## [Dataset rows]
------------------------------------------------------------------------

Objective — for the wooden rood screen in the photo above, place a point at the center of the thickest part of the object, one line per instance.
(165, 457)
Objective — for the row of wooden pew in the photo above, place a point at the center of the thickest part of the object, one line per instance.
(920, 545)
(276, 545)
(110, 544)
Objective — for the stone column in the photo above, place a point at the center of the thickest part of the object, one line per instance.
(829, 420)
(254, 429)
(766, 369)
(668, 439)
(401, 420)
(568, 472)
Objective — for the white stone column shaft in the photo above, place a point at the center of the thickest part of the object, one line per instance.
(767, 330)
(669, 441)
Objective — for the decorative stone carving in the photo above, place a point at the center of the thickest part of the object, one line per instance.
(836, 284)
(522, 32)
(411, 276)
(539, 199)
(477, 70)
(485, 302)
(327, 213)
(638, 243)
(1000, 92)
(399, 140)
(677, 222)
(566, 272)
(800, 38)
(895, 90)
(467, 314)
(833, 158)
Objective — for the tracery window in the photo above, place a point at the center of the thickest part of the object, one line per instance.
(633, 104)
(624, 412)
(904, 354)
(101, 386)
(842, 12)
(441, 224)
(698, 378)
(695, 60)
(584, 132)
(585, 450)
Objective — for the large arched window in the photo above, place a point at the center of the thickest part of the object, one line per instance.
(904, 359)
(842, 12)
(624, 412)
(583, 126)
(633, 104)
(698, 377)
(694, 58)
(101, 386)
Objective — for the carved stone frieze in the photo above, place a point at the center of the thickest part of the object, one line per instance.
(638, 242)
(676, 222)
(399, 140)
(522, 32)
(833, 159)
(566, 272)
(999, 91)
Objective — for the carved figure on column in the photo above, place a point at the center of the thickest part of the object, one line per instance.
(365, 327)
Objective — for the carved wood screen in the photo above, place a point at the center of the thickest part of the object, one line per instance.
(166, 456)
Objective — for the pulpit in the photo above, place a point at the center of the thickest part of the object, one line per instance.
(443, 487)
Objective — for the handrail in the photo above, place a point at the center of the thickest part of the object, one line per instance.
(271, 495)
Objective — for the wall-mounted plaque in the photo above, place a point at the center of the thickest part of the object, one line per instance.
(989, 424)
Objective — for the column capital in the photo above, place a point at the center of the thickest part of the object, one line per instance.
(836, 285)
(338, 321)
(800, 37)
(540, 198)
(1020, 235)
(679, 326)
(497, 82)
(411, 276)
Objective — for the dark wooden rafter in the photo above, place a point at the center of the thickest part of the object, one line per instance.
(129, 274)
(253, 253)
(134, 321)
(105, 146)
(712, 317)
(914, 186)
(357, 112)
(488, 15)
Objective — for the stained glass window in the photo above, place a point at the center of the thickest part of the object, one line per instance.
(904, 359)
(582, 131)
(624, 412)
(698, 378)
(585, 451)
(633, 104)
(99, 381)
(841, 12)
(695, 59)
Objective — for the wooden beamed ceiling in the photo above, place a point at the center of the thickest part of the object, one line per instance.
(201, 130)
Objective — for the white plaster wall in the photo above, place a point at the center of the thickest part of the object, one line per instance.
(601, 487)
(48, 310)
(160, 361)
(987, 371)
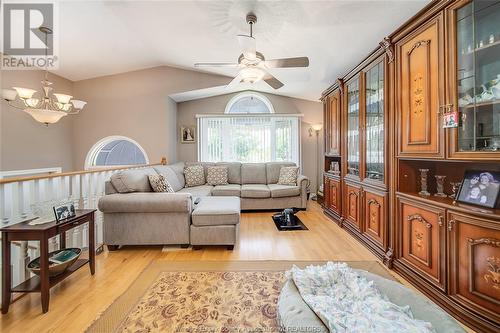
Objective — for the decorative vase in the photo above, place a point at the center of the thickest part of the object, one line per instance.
(440, 186)
(423, 182)
(454, 188)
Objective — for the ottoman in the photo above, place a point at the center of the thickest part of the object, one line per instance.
(215, 221)
(294, 315)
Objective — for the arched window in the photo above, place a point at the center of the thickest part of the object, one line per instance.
(249, 131)
(115, 151)
(249, 102)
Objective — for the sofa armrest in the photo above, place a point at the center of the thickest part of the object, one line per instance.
(146, 203)
(303, 182)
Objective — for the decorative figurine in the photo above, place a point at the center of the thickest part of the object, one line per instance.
(440, 186)
(423, 182)
(454, 189)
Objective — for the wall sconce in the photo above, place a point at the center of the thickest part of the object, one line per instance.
(315, 127)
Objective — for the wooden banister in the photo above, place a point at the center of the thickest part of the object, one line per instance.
(74, 173)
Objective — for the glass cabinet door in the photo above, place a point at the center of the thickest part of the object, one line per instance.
(478, 76)
(353, 139)
(374, 128)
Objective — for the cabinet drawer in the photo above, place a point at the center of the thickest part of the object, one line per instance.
(375, 217)
(352, 205)
(474, 246)
(423, 239)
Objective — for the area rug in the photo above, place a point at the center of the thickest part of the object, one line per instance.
(194, 296)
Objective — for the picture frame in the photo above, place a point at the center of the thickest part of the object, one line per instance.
(188, 134)
(64, 211)
(450, 120)
(480, 187)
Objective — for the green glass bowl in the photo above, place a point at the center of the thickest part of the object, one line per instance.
(59, 261)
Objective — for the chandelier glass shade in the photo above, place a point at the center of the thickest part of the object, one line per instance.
(48, 108)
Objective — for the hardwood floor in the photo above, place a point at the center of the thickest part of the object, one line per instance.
(78, 300)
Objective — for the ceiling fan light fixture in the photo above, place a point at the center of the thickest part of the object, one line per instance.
(252, 74)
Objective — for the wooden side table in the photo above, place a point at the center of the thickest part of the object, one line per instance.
(42, 232)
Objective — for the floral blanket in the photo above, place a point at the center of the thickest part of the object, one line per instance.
(347, 302)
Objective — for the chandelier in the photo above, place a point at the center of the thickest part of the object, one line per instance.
(51, 107)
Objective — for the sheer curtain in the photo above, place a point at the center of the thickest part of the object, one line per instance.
(246, 138)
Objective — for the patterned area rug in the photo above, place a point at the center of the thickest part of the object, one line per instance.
(199, 297)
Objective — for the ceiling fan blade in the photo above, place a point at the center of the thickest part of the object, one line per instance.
(248, 46)
(216, 64)
(288, 62)
(272, 81)
(234, 82)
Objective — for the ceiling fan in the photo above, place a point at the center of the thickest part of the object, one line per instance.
(253, 65)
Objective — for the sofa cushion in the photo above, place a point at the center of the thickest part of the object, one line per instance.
(217, 175)
(170, 175)
(211, 211)
(160, 184)
(288, 176)
(205, 165)
(194, 175)
(198, 191)
(282, 191)
(232, 190)
(253, 173)
(135, 180)
(255, 191)
(273, 170)
(233, 171)
(179, 172)
(145, 203)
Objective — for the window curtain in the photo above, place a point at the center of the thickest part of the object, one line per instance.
(248, 138)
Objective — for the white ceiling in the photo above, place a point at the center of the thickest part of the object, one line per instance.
(106, 37)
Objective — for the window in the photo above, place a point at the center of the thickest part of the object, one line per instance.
(245, 135)
(116, 151)
(249, 103)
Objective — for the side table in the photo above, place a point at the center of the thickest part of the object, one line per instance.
(42, 232)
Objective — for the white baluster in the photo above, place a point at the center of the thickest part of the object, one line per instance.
(3, 215)
(7, 200)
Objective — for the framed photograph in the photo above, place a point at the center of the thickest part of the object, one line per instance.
(188, 134)
(64, 211)
(480, 188)
(450, 120)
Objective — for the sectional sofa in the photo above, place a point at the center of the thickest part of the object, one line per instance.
(135, 215)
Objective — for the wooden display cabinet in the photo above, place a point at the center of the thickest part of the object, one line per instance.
(473, 74)
(474, 246)
(444, 59)
(419, 91)
(332, 108)
(422, 240)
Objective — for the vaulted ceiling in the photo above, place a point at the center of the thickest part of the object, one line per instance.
(106, 37)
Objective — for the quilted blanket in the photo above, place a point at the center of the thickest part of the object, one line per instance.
(347, 302)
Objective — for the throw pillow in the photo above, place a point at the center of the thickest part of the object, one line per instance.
(217, 175)
(160, 184)
(288, 176)
(194, 175)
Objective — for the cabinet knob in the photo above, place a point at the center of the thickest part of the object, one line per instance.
(441, 220)
(450, 224)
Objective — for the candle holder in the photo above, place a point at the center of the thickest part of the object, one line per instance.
(454, 188)
(423, 183)
(440, 186)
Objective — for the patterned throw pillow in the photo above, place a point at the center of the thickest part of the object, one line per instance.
(160, 184)
(194, 175)
(217, 175)
(288, 176)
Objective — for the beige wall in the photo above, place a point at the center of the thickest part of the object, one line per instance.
(313, 114)
(136, 105)
(25, 143)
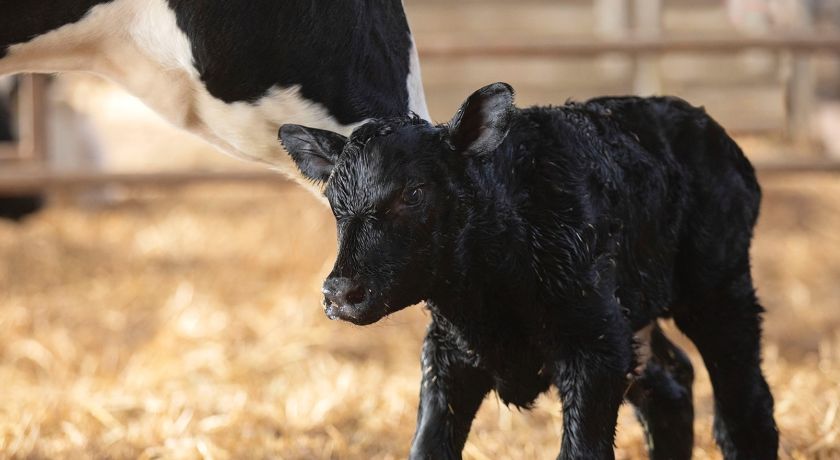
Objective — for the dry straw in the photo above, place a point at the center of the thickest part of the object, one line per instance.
(187, 325)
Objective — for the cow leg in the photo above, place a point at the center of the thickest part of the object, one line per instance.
(662, 399)
(451, 392)
(592, 370)
(725, 325)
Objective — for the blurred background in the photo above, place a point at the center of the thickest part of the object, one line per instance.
(163, 301)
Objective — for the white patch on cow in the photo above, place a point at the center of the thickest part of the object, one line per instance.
(643, 351)
(137, 43)
(416, 95)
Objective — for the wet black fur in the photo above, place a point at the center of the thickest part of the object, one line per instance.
(351, 56)
(545, 238)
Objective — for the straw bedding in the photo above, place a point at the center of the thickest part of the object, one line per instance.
(186, 324)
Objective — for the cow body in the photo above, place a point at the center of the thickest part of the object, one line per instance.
(231, 72)
(543, 240)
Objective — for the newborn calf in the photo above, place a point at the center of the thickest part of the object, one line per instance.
(542, 240)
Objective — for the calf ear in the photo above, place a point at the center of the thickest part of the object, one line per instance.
(483, 121)
(314, 151)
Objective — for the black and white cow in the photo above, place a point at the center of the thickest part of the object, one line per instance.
(230, 71)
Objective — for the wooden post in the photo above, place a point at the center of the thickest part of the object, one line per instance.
(32, 110)
(612, 22)
(801, 86)
(648, 14)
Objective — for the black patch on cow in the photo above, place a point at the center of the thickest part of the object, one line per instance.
(350, 56)
(22, 21)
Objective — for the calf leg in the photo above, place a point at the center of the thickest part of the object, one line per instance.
(592, 378)
(451, 392)
(662, 399)
(726, 327)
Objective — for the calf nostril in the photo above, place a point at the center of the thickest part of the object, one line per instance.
(355, 295)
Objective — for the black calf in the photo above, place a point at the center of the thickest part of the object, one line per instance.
(542, 240)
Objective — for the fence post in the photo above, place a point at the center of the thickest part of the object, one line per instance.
(648, 14)
(612, 22)
(801, 86)
(32, 110)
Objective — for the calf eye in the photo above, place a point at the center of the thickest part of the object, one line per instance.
(412, 196)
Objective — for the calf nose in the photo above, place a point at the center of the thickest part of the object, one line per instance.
(343, 292)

------------------------------------------------------------------------

## [Written problem]
Copy out the data above word for word, starting at the line that contains "Objective — for the black calf" and ending with the last line of the data, both included.

## [Full output]
Objective — for the black calf in the photo above, place a point at the center of the thickest part of the object, one line per instance.
(542, 240)
Objective — for the fence post in the photo above, place a point at the center of the thickest part of the object, one line per instance.
(648, 14)
(612, 22)
(801, 86)
(32, 110)
Objective — for the calf eye in the photo above, place a point at the center of the thickest part of the object, one line per instance.
(412, 196)
Objective — for the calf nose in the photo above, place a point at the center of the thickest part of the object, one line per instance.
(343, 292)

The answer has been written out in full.